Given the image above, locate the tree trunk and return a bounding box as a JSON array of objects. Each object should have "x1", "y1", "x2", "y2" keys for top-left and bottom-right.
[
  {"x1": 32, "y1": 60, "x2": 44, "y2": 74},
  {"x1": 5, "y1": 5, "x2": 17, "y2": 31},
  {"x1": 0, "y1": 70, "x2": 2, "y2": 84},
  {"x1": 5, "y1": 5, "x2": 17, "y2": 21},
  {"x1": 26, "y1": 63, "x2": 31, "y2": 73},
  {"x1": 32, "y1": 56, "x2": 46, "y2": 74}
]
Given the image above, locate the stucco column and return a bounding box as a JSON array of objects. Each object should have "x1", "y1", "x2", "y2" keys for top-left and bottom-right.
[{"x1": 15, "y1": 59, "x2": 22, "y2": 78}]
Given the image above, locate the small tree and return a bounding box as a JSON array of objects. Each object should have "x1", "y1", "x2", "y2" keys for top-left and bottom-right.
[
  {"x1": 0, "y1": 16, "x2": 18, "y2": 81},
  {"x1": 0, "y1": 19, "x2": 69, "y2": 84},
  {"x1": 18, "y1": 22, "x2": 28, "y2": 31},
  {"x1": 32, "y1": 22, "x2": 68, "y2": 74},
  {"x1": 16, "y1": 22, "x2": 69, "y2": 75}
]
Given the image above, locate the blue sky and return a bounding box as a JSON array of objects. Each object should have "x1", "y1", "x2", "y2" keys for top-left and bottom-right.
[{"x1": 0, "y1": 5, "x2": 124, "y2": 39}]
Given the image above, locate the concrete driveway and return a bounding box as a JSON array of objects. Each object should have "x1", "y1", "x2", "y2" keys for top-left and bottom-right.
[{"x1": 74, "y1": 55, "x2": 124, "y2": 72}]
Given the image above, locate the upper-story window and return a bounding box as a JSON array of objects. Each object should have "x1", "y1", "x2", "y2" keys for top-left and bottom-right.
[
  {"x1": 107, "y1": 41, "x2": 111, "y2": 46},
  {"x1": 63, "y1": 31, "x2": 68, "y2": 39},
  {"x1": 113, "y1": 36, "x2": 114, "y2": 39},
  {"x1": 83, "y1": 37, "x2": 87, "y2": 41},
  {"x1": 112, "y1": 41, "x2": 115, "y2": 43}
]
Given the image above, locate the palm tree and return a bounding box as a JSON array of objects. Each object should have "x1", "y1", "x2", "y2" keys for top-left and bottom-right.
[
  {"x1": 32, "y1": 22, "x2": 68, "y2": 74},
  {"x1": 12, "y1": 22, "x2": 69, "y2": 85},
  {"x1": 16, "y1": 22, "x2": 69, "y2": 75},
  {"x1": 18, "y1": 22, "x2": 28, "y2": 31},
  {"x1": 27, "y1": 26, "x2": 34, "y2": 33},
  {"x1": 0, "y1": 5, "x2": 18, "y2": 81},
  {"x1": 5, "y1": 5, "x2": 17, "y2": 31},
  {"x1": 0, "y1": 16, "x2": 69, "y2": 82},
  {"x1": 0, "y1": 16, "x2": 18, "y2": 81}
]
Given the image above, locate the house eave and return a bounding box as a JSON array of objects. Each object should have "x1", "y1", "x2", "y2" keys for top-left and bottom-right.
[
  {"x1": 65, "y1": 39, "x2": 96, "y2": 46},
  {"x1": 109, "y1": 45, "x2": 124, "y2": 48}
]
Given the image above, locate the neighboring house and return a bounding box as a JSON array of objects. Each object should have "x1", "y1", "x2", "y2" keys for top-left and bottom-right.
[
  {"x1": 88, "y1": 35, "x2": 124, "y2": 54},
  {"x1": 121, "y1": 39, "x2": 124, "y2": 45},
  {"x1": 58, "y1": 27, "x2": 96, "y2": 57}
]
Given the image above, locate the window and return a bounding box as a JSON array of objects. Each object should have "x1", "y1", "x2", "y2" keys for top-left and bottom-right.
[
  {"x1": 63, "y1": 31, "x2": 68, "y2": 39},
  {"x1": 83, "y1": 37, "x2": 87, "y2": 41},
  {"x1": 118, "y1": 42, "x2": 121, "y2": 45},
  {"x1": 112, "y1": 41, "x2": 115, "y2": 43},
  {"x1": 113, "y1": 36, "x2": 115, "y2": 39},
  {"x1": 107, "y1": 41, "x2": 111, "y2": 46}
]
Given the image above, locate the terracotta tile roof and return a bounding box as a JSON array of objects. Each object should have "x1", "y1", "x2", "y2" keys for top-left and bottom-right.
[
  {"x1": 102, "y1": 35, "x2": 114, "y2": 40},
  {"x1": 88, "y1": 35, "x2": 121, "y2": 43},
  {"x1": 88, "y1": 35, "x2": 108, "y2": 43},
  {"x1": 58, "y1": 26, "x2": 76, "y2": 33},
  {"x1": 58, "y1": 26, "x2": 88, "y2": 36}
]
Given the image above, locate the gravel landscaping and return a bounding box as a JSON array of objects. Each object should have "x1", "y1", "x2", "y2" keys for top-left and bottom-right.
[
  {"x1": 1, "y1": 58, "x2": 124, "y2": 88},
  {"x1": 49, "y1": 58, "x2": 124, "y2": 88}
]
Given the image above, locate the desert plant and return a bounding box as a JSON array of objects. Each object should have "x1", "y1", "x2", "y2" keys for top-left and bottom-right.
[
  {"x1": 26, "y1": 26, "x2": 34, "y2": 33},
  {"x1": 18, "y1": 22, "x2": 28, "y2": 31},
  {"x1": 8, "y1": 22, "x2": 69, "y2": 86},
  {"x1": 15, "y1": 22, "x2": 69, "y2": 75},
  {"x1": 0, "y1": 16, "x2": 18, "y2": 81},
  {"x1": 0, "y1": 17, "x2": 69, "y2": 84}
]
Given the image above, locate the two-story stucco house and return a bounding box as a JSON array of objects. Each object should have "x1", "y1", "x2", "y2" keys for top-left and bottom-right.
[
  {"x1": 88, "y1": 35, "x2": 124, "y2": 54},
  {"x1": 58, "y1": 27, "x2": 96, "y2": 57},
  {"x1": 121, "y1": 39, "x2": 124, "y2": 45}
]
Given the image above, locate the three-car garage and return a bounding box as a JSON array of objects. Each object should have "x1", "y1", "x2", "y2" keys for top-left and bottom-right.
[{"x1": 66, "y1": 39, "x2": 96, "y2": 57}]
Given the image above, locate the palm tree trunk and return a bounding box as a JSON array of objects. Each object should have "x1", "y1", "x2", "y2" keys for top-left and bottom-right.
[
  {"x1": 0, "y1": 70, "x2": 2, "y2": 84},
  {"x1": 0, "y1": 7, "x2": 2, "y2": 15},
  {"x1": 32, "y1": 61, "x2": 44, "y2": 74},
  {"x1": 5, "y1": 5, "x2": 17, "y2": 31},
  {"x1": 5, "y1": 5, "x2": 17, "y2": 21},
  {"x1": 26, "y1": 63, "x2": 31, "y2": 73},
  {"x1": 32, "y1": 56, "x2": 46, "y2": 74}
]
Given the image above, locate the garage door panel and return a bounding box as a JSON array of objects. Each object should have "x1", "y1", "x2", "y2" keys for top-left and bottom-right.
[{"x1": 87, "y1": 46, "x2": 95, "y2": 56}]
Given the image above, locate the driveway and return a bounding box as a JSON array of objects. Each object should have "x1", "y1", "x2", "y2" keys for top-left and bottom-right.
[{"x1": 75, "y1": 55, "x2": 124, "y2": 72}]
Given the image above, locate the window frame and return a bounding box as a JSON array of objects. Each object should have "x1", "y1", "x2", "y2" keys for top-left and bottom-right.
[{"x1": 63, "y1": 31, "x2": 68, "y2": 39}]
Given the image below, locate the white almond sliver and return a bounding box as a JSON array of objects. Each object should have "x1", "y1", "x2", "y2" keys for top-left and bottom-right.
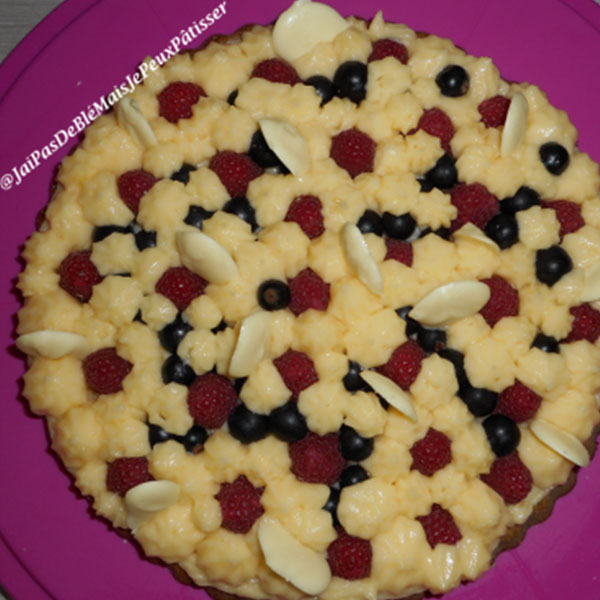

> [PROBLEM DETAILS]:
Reproduce the data above line for line, excluding every picture.

> [RESPONSE]:
Given the image above, locate the tree trunk and return a bounding box as a JSON array of objects. Each object should have "x1", "y1", "x2", "y2" keys for top-left and bottom-right.
[
  {"x1": 32, "y1": 60, "x2": 44, "y2": 74},
  {"x1": 5, "y1": 5, "x2": 17, "y2": 31},
  {"x1": 0, "y1": 70, "x2": 2, "y2": 84},
  {"x1": 5, "y1": 5, "x2": 17, "y2": 21},
  {"x1": 26, "y1": 63, "x2": 31, "y2": 73},
  {"x1": 32, "y1": 56, "x2": 46, "y2": 74}
]
Given the image above, locate the stucco column and return a bounding box as a JSON array of objects. Each object should have "x1", "y1", "x2", "y2" keys for top-left and bottom-right.
[{"x1": 15, "y1": 59, "x2": 22, "y2": 78}]
Given the image above, locate the small tree and return a bounding box as a JSON array of objects. Each object should have "x1", "y1", "x2", "y2" keys for top-left and bottom-right.
[
  {"x1": 0, "y1": 16, "x2": 18, "y2": 81},
  {"x1": 0, "y1": 19, "x2": 69, "y2": 84},
  {"x1": 18, "y1": 22, "x2": 28, "y2": 31},
  {"x1": 32, "y1": 22, "x2": 68, "y2": 74},
  {"x1": 16, "y1": 22, "x2": 69, "y2": 75}
]
Given the image above, locate the blue sky and return a bounding box as a JSON array of objects. Each object should have "x1", "y1", "x2", "y2" keys for top-left and bottom-right.
[{"x1": 0, "y1": 5, "x2": 124, "y2": 39}]
Given the image above, locate the concrete driveway and return a bounding box as a JSON array of objects. Each object should have "x1", "y1", "x2", "y2" keys for top-left and bottom-right.
[{"x1": 74, "y1": 55, "x2": 124, "y2": 72}]
Given the image above, locate the upper-story window and return a bounding box as a JSON array of objects. Each object should have "x1", "y1", "x2", "y2" keys for top-left and bottom-right.
[
  {"x1": 107, "y1": 41, "x2": 111, "y2": 46},
  {"x1": 63, "y1": 31, "x2": 68, "y2": 39},
  {"x1": 113, "y1": 36, "x2": 114, "y2": 39},
  {"x1": 83, "y1": 37, "x2": 87, "y2": 41},
  {"x1": 112, "y1": 41, "x2": 115, "y2": 43}
]
Given the image above, locate the palm tree and return a bounding box as a JSON array of objects. Each object should have "x1", "y1", "x2", "y2" keys for top-left and bottom-right.
[
  {"x1": 32, "y1": 22, "x2": 68, "y2": 74},
  {"x1": 12, "y1": 22, "x2": 69, "y2": 85},
  {"x1": 16, "y1": 22, "x2": 69, "y2": 75},
  {"x1": 18, "y1": 22, "x2": 28, "y2": 31},
  {"x1": 27, "y1": 26, "x2": 34, "y2": 33},
  {"x1": 0, "y1": 5, "x2": 18, "y2": 81},
  {"x1": 5, "y1": 5, "x2": 17, "y2": 31},
  {"x1": 0, "y1": 16, "x2": 69, "y2": 82},
  {"x1": 0, "y1": 16, "x2": 18, "y2": 81}
]
Given the image above, locate the house eave and return a bounding box as a JSON array of objects. Each object should have "x1", "y1", "x2", "y2" keys for top-left and bottom-right.
[
  {"x1": 65, "y1": 39, "x2": 96, "y2": 46},
  {"x1": 109, "y1": 45, "x2": 124, "y2": 48}
]
Given the image above, locate the neighboring house and return a bounding box as a JSON array of objects. Each object should have "x1", "y1", "x2", "y2" keys for top-left and bottom-right.
[
  {"x1": 88, "y1": 35, "x2": 124, "y2": 54},
  {"x1": 121, "y1": 39, "x2": 124, "y2": 45},
  {"x1": 58, "y1": 27, "x2": 96, "y2": 57}
]
Given the image above, locate the window and return a bounding box as a JSON array of objects. Each object should have "x1", "y1", "x2", "y2" keys for top-left and bottom-right.
[
  {"x1": 63, "y1": 31, "x2": 68, "y2": 39},
  {"x1": 83, "y1": 37, "x2": 87, "y2": 41},
  {"x1": 118, "y1": 42, "x2": 121, "y2": 45},
  {"x1": 112, "y1": 41, "x2": 115, "y2": 43},
  {"x1": 113, "y1": 36, "x2": 115, "y2": 39},
  {"x1": 107, "y1": 41, "x2": 111, "y2": 46}
]
Given the image above, locate the terracotta tile roof and return a bounding box as a JSON array of objects. Each object should have "x1", "y1", "x2", "y2" keys for top-left and bottom-right.
[
  {"x1": 102, "y1": 35, "x2": 114, "y2": 40},
  {"x1": 88, "y1": 35, "x2": 121, "y2": 43},
  {"x1": 88, "y1": 35, "x2": 108, "y2": 43},
  {"x1": 58, "y1": 26, "x2": 76, "y2": 33},
  {"x1": 58, "y1": 26, "x2": 88, "y2": 36}
]
Given the image above, locate the gravel landscaping and return a bounding box as a JSON array of objects. Each object should have "x1", "y1", "x2", "y2" keys for top-left and bottom-right.
[
  {"x1": 1, "y1": 58, "x2": 124, "y2": 88},
  {"x1": 49, "y1": 58, "x2": 124, "y2": 88}
]
Given the image above, locate the desert plant and return a bounding box as a JSON array of objects. Each object should have "x1", "y1", "x2", "y2" keys for top-left and bottom-right.
[
  {"x1": 26, "y1": 26, "x2": 34, "y2": 33},
  {"x1": 18, "y1": 22, "x2": 28, "y2": 31},
  {"x1": 8, "y1": 22, "x2": 69, "y2": 86},
  {"x1": 15, "y1": 22, "x2": 69, "y2": 75},
  {"x1": 0, "y1": 16, "x2": 18, "y2": 81},
  {"x1": 0, "y1": 17, "x2": 69, "y2": 84}
]
Given the image above, locate the two-story stucco house and return a bounding box as a JSON array of objects. Each object should have "x1", "y1", "x2", "y2" keys for top-left and bottom-right.
[
  {"x1": 88, "y1": 35, "x2": 124, "y2": 54},
  {"x1": 58, "y1": 27, "x2": 96, "y2": 57},
  {"x1": 121, "y1": 39, "x2": 124, "y2": 45}
]
Given the image above, locate the three-car garage and return a bounding box as a JSON array of objects. Each object should have "x1", "y1", "x2", "y2" keys for top-left and bottom-right.
[{"x1": 66, "y1": 39, "x2": 96, "y2": 57}]
Given the image above, locate the palm tree trunk and return a bounding box as a JSON array of objects. Each object should have "x1", "y1", "x2", "y2" keys for top-left and bottom-right.
[
  {"x1": 0, "y1": 70, "x2": 2, "y2": 84},
  {"x1": 0, "y1": 7, "x2": 2, "y2": 15},
  {"x1": 32, "y1": 61, "x2": 44, "y2": 74},
  {"x1": 5, "y1": 5, "x2": 17, "y2": 31},
  {"x1": 5, "y1": 5, "x2": 17, "y2": 21},
  {"x1": 26, "y1": 63, "x2": 31, "y2": 73},
  {"x1": 32, "y1": 56, "x2": 46, "y2": 74}
]
Given the image above, locate the garage door panel and return a bounding box as a JSON array of objects. Each object should have "x1", "y1", "x2", "y2" keys for top-left and bottom-right.
[{"x1": 87, "y1": 46, "x2": 95, "y2": 56}]
Given the image above, locate the driveway and return a bounding box as a JSON array of objects. Each object should have "x1", "y1", "x2", "y2" keys for top-left and bottom-right.
[{"x1": 75, "y1": 55, "x2": 124, "y2": 72}]
Given the image above, locate the window frame and return a bounding box as a JSON array of objects. Each object should have "x1", "y1", "x2", "y2" keys for top-left and bottom-right.
[{"x1": 63, "y1": 31, "x2": 68, "y2": 39}]
Given the image below, locate the white almond sliver and return a bounding box as a JSON array of objects. Each object should have "x1", "y1", "x2", "y2" keys for top-left and bottom-right.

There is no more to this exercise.